• **Text passage**:
>> start

I suppose there are people in this world who never experience self-doubt, who enter any task expecting that what they do will be good — great, even — and that they and their effort will be well-received by others. I suppose those people glance in the mirror on the way out the door and think looking good today! If they notice their flaws, since everyone has flaws, I’ll bet those people put them in perspective against their own strengths, or against the fact that everyone has flaws. If anyone knows one of these people, I’d love to meet him or her. (And I’ll bet most of these people are men, if they exist.) I’m not talking about arrogant grandiose narcissists, just regular people with an overwhelmingly positive view of themselves.
But for everyone else, we are peppered by little things all the time, things that may be unique to us for whatever reason, things that are common among people in some particular group (e.g., body image issues for women, skin color issues). The little thing that just speaks into our ear so casually and so often that we may not even notice it. Sometimes those self-doubts are in someone else’s voice — a critical parent, maybe, an old boyfriend — but they sound so smart and true.
Some of these things can be tackled head-on. While it’s obviously much more complicated than this one-note suggestion sounds, this isn’t trivial. Feel bad about your body? Find something physical to do that makes you feel good about your body (and in doing the thing that makes you feel good about your body, you’ll probably notice physical changes in the areas you didn’t like, coincidentally). So for me, learning and living with strength training last year made me feel SO GOOD in my body. I didn’t feel ashamed, I walked around inside my body, yeah, my body, feeling so good. So it wasn’t about the “not” — not eating, not thinking I’m fat no I’m not I’m thin (which I’d have known to be a lie) — instead it was about doing. Doing something in my body and the rest followed. [note to self: remember??? get back to the strength training full-time!] Feel like you’re not using your brain or your education? Challenge yourself to read a book you always thought was too hard.

>> end

• **Exercise instructions**:
Reproduce the passage on self-doubt word for word, starting at "I suppose there" and ending at "view of themselves.".

Excerpts of location labeling data
>> start

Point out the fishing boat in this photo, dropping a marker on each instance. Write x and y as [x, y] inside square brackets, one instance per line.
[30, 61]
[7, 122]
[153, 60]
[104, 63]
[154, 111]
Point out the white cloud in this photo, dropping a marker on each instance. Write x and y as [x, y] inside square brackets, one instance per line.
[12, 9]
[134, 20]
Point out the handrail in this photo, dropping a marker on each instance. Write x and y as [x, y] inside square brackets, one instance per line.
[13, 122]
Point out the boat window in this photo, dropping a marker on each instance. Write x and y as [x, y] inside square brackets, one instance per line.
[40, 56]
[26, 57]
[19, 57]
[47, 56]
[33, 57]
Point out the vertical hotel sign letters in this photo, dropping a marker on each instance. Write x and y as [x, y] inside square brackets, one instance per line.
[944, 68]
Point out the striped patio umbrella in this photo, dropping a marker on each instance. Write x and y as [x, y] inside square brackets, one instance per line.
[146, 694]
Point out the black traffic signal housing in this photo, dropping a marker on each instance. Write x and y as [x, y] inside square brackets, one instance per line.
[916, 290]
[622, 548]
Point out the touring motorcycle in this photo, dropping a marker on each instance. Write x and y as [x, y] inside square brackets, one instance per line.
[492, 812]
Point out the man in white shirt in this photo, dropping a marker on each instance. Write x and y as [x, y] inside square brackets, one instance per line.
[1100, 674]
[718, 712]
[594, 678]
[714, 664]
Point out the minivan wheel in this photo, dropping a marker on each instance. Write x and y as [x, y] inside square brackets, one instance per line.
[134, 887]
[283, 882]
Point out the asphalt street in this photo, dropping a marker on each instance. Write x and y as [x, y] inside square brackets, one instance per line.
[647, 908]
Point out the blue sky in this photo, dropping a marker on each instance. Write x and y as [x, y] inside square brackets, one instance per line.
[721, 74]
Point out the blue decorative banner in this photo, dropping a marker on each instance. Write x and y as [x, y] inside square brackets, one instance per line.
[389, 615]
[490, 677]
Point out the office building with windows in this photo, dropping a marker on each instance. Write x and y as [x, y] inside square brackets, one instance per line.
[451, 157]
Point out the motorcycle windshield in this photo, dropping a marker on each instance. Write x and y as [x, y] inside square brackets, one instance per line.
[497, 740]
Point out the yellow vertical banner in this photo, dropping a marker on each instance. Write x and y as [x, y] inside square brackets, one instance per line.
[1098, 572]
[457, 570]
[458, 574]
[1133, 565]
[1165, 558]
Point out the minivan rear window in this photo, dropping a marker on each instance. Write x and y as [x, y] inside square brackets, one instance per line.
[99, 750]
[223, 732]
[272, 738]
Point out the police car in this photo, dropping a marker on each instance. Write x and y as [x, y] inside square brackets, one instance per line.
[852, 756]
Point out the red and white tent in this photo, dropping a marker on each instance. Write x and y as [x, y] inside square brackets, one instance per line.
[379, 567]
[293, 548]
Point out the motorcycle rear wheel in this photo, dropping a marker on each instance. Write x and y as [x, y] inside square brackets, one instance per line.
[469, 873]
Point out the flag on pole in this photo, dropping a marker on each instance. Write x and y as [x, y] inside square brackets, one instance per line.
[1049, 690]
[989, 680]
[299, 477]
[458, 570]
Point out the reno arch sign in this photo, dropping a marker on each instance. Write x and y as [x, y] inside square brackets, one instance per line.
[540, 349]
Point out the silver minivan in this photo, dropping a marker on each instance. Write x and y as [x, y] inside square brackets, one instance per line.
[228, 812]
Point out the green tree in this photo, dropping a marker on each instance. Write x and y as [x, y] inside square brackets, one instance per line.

>> end

• **Task response**:
I suppose there are people in this world who never experience self-doubt, who enter any task expecting that what they do will be good — great, even — and that they and their effort will be well-received by others. I suppose those people glance in the mirror on the way out the door and think looking good today! If they notice their flaws, since everyone has flaws, I’ll bet those people put them in perspective against their own strengths, or against the fact that everyone has flaws. If anyone knows one of these people, I’d love to meet him or her. (And I’ll bet most of these people are men, if they exist.) I’m not talking about arrogant grandiose narcissists, just regular people with an overwhelmingly positive view of themselves.